Provided text:
## BEGIN

Moreover, a right to informational self-determination with its consequences on personal developments is more or less indirectly fostering a free and vivid democracy. Self determination in this view, enabling the individual to act freely, is also a necessary precondition for a free democratic society. Hence, not guaranteeing the right to informational self-determination also has an impact on common welfare.

Both lines of reasoning refer to a phenomenon of informational self-determination that does not make the theoretical approach anything easier: Of course, humans are social life forms after all, evolving within social structures and communities, and one’s personality is always based on and shaped by interactions with other individuals. So, information related to a person always fulfils the function of a picture of the “social reality” which cannot be laid solely into the hands of the person affected. Hence, limitations of the right to informational self-determination have to be made for the interest of third parties.

The last thought has two major consequences for the legal concept of a right to informational selfdetermination:

First, the existence of this right in no way results in an encompassing ownership of all the information that is out there. It contains such information that relates to a specific, identifiable person or that relates to facts or circumstances concerning an individual. The person affected by such information shall have the ability to determine who should know, collect or disclose this information and how it should be processed. But, if there is an interest in processing the data by a third party (another person, company, state body or the public), this interest has to be balanced against the right to informational self-determination. Informational self-determination, thus, is a concept carrying both individualistic values as well as the function to enable a free and democratic society.

 

Principles for data protection laws

A right to informational self-determination has important consequences for its implementation in law:

Self-determination and autonomy are no tangible resources and they cannot be granted by the lawmaker. To provide for a right to informational self-determination, the lawmaker, rather, has to implement a legal framework within which an individual is – theoretically – able to determine the processing of one’s data. The concept of informational self-determination as a right of selfdetermination aims at empowering and supporting people to actively use their right of selfdetermination.

In order to constitute such actively exerted individual rights, therefore, the lawmaker needs to implement institutional, organisational and procedural rights.

What arise from this theoretical background are the main principles of modern data protection laws:

–‐ The individual should have control over the decision whether data is collected, stored or processed. His consent is needed. Only in limited cases, where external interests outweigh the right to self-determination, should the collection, storage or processing be allowed.

–‐ In cases where a person declares his consent to data processing, the individual has to be informed in advance about the type of data being processed and the purpose of processing. Without knowing the purpose of data processing, consent would lack its function that the person can oversee factual or potential consequences for his self-determination.

–‐ To keep track of the relevant personal data, the individual must have the right to information, i.e. to access this information against third parties.

–‐ To minimize risks for informational self-determination an organisational premise of data protection must be data security and minimisation of data collection and processing (data protection by design).

## END

Problem set:
a. In the passage on informational self-determination, condense the paragraph beginning "First, the existence of this right" into a short bulleted list that keeps its main facts.
b. From the passage on informational self-determination, output word for word the text starting at "What arise from" and ending at "processing be allowed.".

Data lines:
## BEGIN

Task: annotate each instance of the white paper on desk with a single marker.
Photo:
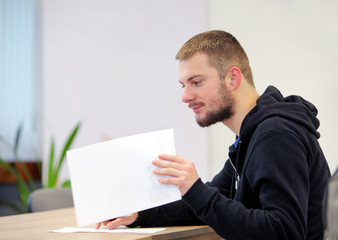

## END

The replies:
a.
- The right does not amount to ownership of all existing information.
- It covers information relating to a specific, identifiable person or to facts or circumstances concerning an individual.
- The affected person should be able to decide who may know, collect or disclose such information and how it is processed.
- Where a third party (another person, company, state body or the public) has an interest in processing the data, that interest must be balanced against the right.
- Informational self-determination thus carries individualistic values and also serves to enable a free and democratic society.

b.
What arise from this theoretical background are the main principles of modern data protection laws:

–‐ The individual should have control over the decision whether data is collected, stored or processed. His consent is needed. Only in limited cases, where external interests outweigh the right to self-determination, should the collection, storage or processing be allowed.